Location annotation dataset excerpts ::
begin
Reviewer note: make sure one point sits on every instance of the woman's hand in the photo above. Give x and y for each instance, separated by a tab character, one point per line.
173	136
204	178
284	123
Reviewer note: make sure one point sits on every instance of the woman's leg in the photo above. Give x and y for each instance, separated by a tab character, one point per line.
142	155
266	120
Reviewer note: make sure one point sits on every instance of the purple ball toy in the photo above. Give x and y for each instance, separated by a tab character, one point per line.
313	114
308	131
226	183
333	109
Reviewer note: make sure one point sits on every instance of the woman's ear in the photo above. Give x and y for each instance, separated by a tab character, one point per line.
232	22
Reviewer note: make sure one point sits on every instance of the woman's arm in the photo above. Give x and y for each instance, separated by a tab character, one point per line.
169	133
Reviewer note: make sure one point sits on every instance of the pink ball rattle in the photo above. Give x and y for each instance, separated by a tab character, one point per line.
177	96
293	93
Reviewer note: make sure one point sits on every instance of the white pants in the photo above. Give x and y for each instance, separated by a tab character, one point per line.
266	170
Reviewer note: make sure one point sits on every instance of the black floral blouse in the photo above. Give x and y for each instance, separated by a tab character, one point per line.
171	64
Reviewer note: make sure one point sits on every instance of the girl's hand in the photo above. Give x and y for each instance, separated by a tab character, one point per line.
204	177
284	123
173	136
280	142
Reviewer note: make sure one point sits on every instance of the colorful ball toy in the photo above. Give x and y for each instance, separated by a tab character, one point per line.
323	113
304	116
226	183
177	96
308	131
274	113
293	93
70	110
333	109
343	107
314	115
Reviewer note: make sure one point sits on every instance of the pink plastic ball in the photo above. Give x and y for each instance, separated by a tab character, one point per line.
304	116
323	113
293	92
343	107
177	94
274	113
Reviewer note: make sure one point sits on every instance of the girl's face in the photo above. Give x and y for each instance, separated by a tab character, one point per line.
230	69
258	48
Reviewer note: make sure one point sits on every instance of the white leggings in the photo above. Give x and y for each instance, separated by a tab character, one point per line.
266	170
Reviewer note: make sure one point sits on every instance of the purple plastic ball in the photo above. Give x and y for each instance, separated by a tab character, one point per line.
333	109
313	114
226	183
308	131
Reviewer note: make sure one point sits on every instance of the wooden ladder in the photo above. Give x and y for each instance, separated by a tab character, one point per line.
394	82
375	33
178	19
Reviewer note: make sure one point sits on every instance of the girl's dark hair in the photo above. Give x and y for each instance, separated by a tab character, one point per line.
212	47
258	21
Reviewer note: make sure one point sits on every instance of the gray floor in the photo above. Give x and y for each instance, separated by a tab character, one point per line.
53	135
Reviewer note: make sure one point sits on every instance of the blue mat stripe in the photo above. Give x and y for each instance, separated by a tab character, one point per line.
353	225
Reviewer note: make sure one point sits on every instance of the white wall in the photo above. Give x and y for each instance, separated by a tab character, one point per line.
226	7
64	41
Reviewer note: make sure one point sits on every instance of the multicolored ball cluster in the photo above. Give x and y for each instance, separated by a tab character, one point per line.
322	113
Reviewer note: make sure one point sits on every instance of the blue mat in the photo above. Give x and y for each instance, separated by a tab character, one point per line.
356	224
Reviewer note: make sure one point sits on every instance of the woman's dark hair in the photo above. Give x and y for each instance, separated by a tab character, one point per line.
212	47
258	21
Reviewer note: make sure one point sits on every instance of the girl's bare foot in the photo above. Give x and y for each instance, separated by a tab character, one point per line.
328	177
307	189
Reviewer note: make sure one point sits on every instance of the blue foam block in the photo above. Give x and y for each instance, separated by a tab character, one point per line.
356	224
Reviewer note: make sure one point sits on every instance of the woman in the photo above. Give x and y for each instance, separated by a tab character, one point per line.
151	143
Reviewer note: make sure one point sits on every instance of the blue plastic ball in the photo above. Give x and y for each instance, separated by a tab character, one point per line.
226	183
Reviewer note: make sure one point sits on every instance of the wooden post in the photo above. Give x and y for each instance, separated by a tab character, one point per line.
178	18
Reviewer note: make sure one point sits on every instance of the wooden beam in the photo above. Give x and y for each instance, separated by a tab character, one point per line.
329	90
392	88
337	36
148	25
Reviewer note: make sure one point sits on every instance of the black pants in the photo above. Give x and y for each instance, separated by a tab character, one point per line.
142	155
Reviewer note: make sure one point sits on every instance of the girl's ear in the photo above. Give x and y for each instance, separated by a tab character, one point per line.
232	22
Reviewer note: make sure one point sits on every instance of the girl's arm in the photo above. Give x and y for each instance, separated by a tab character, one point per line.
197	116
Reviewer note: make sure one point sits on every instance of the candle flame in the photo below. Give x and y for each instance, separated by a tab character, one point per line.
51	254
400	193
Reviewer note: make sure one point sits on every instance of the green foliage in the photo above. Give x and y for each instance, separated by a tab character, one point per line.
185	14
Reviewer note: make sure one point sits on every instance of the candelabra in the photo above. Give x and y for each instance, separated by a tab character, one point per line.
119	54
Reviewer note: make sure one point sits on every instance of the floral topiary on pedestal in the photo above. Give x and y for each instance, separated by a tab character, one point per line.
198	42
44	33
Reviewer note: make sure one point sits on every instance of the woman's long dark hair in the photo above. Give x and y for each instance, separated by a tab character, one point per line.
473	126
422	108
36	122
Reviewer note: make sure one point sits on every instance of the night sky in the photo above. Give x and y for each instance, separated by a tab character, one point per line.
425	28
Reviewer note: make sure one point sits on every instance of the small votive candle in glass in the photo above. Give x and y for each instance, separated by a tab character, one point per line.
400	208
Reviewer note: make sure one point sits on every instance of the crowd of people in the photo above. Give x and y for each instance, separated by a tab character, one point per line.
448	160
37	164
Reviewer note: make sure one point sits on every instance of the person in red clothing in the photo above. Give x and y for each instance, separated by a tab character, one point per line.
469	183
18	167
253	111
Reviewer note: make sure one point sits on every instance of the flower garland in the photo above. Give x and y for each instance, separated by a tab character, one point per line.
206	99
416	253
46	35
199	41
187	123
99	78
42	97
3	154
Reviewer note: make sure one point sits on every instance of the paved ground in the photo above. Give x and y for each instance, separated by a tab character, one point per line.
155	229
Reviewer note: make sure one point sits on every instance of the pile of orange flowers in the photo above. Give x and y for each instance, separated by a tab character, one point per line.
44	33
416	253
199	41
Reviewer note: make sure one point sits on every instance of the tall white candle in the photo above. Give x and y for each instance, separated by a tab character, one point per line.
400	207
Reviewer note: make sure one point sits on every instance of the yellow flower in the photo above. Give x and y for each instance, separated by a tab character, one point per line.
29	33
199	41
end
Objective ::
Copy out the whole listing above line for line, with no changes.

Final result ::
Reviewer note: make sure one point sits on every instance of the woman's hand in the photo above. Give x and y for each instance, separated by a tab character, one point per line.
173	136
204	178
284	123
Reviewer note: make sure one point sits on every instance of the woman's leg in the photo above. Give x and y for each instance, separated by a tab character, one point per line.
142	155
266	120
Reviewer note: make sure one point sits on every instance of the purple ball toy in the photo above. Give x and y for each instance, separated by a tab character, one point per line.
313	114
308	131
226	183
333	109
Reviewer note: make sure one point sits on every instance of the woman's ear in the photo above. Give x and y for each instance, separated by a tab character, one point per line.
232	22
Reviewer note: make sure one point sits on every instance of the woman's arm in the photo above. Give x and y for each instance, separated by a tab character, one point per line.
169	133
Reviewer note: make sure one point sits on every instance of the pink ball rattle in the photo above. Give x and y for each instance, separated by a tab character, one point per line.
177	96
293	93
Reviewer note: make sure one point sits on every instance of the white pants in the photo above. Give x and y for each instance, separated by a tab character, one point per line.
266	170
Reviewer note: make sure one point sits on every instance of the black floral blouse in the photo above. Give x and y for each instance, separated by a tab character, one point per line.
171	64
Reviewer note: make sure one point sits on every instance of the girl's hand in the photo above. Give x and y for each instance, separated by a tab character, one point per line.
204	177
284	123
173	136
280	142
Reviewer note: make sure one point sits on every instance of the colorful ball toy in the photo above. Give x and y for each instance, separated by a tab character, one point per line.
323	113
304	116
226	183
177	96
308	131
274	113
293	93
70	110
333	109
343	107
314	115
Reviewer note: make sure one point sits on every instance of the pink plastic ball in the photo above. Give x and y for each instance, separated by a tab character, one point per line.
304	116
323	113
293	92
343	107
177	94
274	113
Reviewer note: make sure one point sits on every instance of the girl's face in the photo above. Give x and y for each instance, separated by a tab character, one point per line.
230	69
258	48
Reviewer note: make sure one point sits on every instance of the white leggings in the photo above. Give x and y for each instance, separated by a tab character, one point per line.
266	170
Reviewer note: make sure one point sits on every instance of the purple plastic ball in the photo above. Give x and y for each instance, separated by a tab character, one point per line.
333	109
313	114
226	183
308	131
Reviewer note: make sure one point sits on every instance of the wooden ladder in the photo above. Give x and y for each instance, separated by a tab character, one point per line.
394	82
375	33
178	19
Reviewer note: make sure one point sits on every instance of the girl's dark hair in the photo above. Give x and y for each instance, separated by a tab character, one point per line.
212	47
258	21
Reviewer note: make sure one point sits on every instance of the gray floor in the photo above. Give x and y for each instance, separated by a tab character, one point per line.
53	135
Reviewer note: make sure one point sits on every instance of the blue mat stripe in the photo above. Give x and y for each instance, separated by a tab character, one point per line.
353	225
Reviewer note: make sure one point sits on every instance of the white wall in the photo above. Give x and y for each instance, separated by a tab character, one point per line.
226	7
64	41
Reviewer note: make sure one point sits on every instance of the multicolored ball cluster in the photo above. Give x and y for each instance, separated by a tab character, one point per line.
322	113
Reviewer note: make sure one point sits on every instance of the blue mat in the photo above. Give x and y for each instance, separated by a tab character, one point per line.
356	224
Reviewer note: make sure one point sits on every instance of the woman's dark hair in the photo above. Give x and y for each instance, separated by a tab character, one point per line.
212	47
258	21
Reviewer note: make sure one point sits on every instance of the girl's bare foot in the photo above. Give x and y for each instance, separated by a tab character, one point per line.
328	177
307	189
Reviewer note: make sure one point sits on every instance of the blue foam block in the photo above. Give x and y for each instance, separated by a tab character, one point per line.
356	224
Reviewer note: make sure one point sits on every instance of the woman in the photo above. Give x and y for each instance, separated by a tab character, one point per line.
151	143
Reviewer note: make sure one point sits on every instance of the blue plastic ball in the photo above. Give x and y for each instance, separated by a tab character, one point per line.
226	183
Reviewer note: make sure one point sits on every instance of the wooden post in the photo above. Give x and y for each instance, separated by a tab character, one point per line.
178	18
Reviewer note: make sure one point sits on every instance of the wooden beam in the photo above. Give x and y for each instance, separated by a tab character, one point per line.
329	90
392	88
337	36
148	25
Reviewer note: make sure one point sits on every instance of the black pants in the photo above. Give x and y for each instance, separated by a tab character, one point per line.
142	155
Reviewer note: make sure one point sits on every instance of the girl's ear in the photo above. Give x and y for each instance, separated by a tab character, one point per line.
232	22
Reviewer note: make sure one point sits on every instance of the girl's arm in the photo above. Give x and y for each instance, separated by a tab character, one point per line.
197	116
Reviewer note: make sure one point sits on every instance of the candle flame in the photo below. Give x and y for each instance, separated by a tab character, one point per line.
51	254
400	193
Reviewer note: make sure one point sits on every instance of the green foliage in the photo above. Give x and y for each instance, separated by a tab character, one point per line.
185	14
Reviewer note: make sure one point sits on every instance of the candelabra in the photo above. Give x and y for each instance, separated by a tab character, one point per line.
119	54
Reviewer note: make sure one point sits on every instance of the floral topiary on pedestal in the photo above. Give x and y for each instance, separated by a tab character, one point per line.
198	42
44	33
Reviewer note: make sure one point sits on every instance of the woman's long dark hair in the photo above. Give x and y for each instance, separated by a tab character, one point per line.
473	126
422	108
36	122
Reviewer note: make sure one point sits on every instance of the night sky in the photo above. Give x and y for each instance, separated by a tab character, one point per line.
425	28
Reviewer note: make sure one point sits on every instance of the small votive candle in glass in the photo above. Give x and y for each instance, separated by a tab character, one point per line.
400	208
Reviewer note: make sure one point sits on every instance of the crowd of people in the photo above. Give x and y for each instance, separated by a tab character, one point per line.
448	160
37	164
Reviewer note: make sure one point sits on every instance of the person in red clothing in the photo above. Give x and y for each instance, separated by a tab character, one point per line.
469	183
18	167
253	111
Reviewer note: make sure one point sits on every instance of the flower garland in the photo above. Give x and y for each instance, separated by a tab character, one point per line.
206	99
416	253
46	35
199	41
187	123
99	78
42	97
3	154
Reviewer note: make sure one point sits on every instance of the paved ground in the photo above. Give x and y for each instance, separated by a tab character, one point per line.
155	229
Reviewer note: make sure one point sits on every instance of the pile of orange flowers in the photo above. Give x and y for each instance, separated by a tab character, one point per line.
44	33
416	253
199	41
Reviewer note: make sure one point sits on every instance of the tall white candle in the photo above. Give x and y for each instance, separated by a tab character, one point per line.
400	207
Reviewer note: make sure one point sits on every instance of the yellow flower in the photo above. Give x and y for each instance, separated by a tab character, one point per line.
29	33
199	41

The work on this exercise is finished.